# Don't want to replace Lumia 640XL -- Any fix for WhatsApp after 2020?



## NotAFan (Oct 7, 2019)

Hello everyone! My mom is currently using a 640XL. She's very happy with it. The phone works well, looks good. But there's a problem. WhatsApp will no longer be supporter after 2020. I'm looking for a fix, some way that she can keep this app. Does that exist? 

Worst case scenario, can Google store be downloaded into the phone so she can access it from there? I know there's a way to do this with Kindle tablets but unsure if it applies to windows phones. 

I'm not a programmer or even programming literate but will try and follow instructions if there's anything to be done. 

Thanks for any tips.


----------



## Shaikh Amaan FM (Oct 13, 2019)

*Project Astoria*



NotAFan said:


> Hello everyone! My mom is currently using a 640XL. She's very happy with it. The phone works well, looks good. But there's a problem. WhatsApp will no longer be supporter after 2020. I'm looking for a fix, some way that she can keep this app. Does that exist?
> 
> Worst case scenario, can Google store be downloaded into the phone so she can access it from there? I know there's a way to do this with Kindle tablets but unsure if it applies to windows phones.
> 
> ...

Click to collapse



Project Astoria is the solution.


----------



## RedGreenBlue123 (Oct 15, 2019)

Shaikh Amaan FM said:


> Project Astoria is the solution.

Click to collapse



Microsoft removed that subsystem in TH1 update (
Old 10240 build can't be download now.

Sent from my ZenFone Max Pro M1 using XDA Labs


----------



## [email protected] (Oct 27, 2019)

Shouldn't it be possible to use whatsapp web from inside the WP10 Browsers?


----------



## burd (Oct 28, 2019)

[email protected] said:


> Shouldn't it be possible to use whatsapp web from inside the WP10 Browsers?

Click to collapse



you need to scan a qr code for it to work , and i doubt it would be possible anyhow


----------



## [email protected] (Oct 29, 2019)

burd said:


> you need to scan a qr code for it to work , and i doubt it would be possible anyhow

Click to collapse



Don't get it. Sure that's how it works. You'd need a second device to scan and authenticate. Then you should be good to go in theory...


----------



## JoachimP (Oct 30, 2019)

Hi there,
I tried it on a Lumia 950XL WoA, and it works. Not sure, that notifications will come with a new message.
I tried the same on a Lumia 710 (WP 7.8) and it sent me to the Store and recommanded WhatsApp. When I tried to install WhatsApp (knowing it can't be installed anymore), the store told me to update my phone.
So you allways will need an Android or iOS device to install your WhatsApp and keep it running, and you can hope that WhatsApp will update their Website in order to prevent you from getting to the App store.

* REQUIRED TASKS *
(1) Please repeat the part of the Lumia thread starting with "## JoachimP (Oct" and going on through "update my phone.".
(2) In the Lumia thread, which phone is the first poster's mom using?
The items that come after the Lumia thread play no part in this.

* EXTRACTED DATA *
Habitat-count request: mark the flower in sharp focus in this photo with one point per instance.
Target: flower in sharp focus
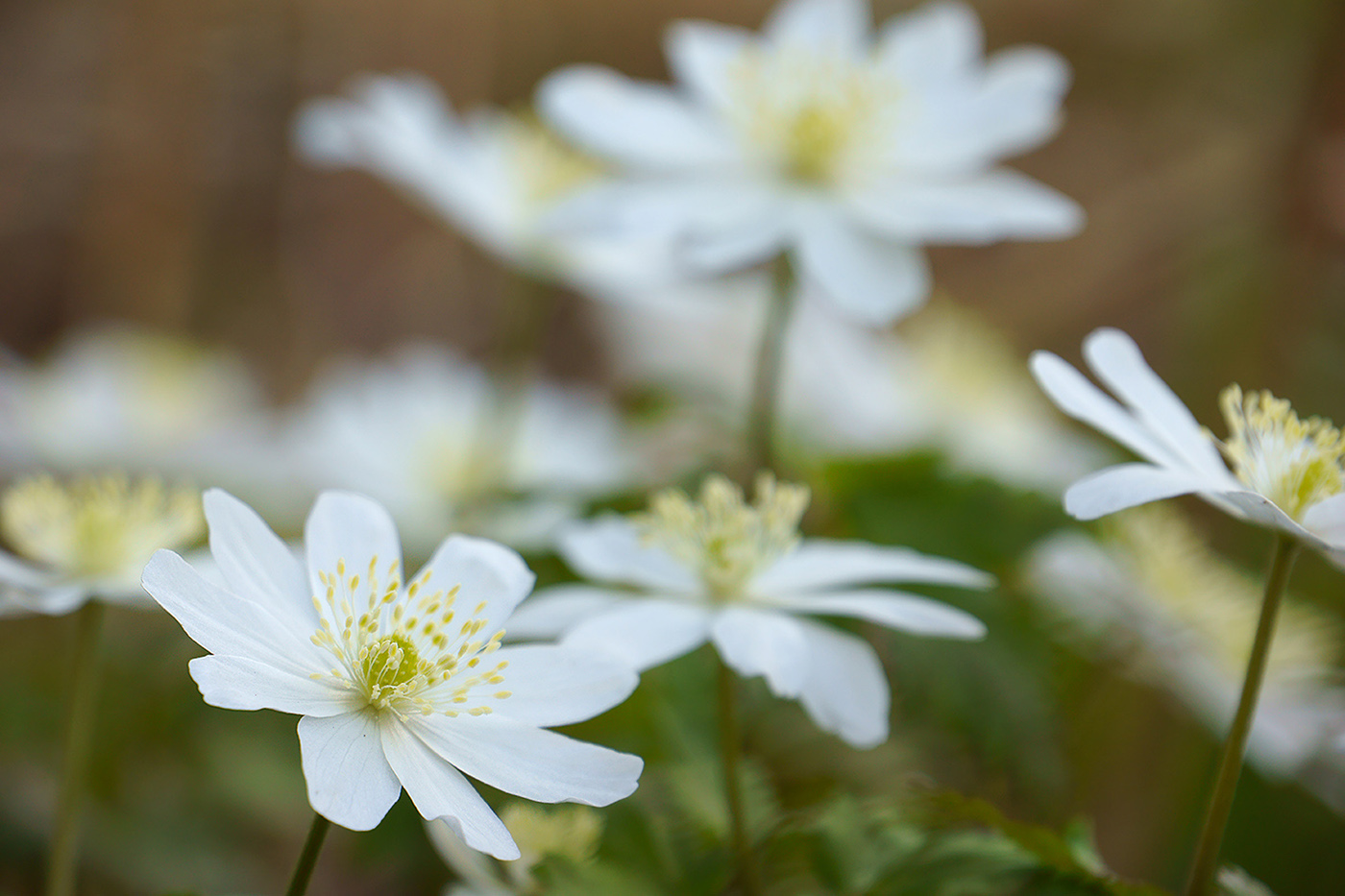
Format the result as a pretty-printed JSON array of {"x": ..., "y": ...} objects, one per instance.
[
  {"x": 817, "y": 140},
  {"x": 87, "y": 539},
  {"x": 739, "y": 574},
  {"x": 400, "y": 682},
  {"x": 1281, "y": 472}
]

* EXERCISE ANSWERS *
(1)
## JoachimP (Oct 30, 2019)

Hi there,
I tried it on a Lumia 950XL WoA, and it works. Not sure, that notifications will come with a new message.
I tried the same on a Lumia 710 (WP 7.8) and it sent me to the Store and recommanded WhatsApp. When I tried to install WhatsApp (knowing it can't be installed anymore), the store told me to update my phone.

(2) A Lumia 640XL.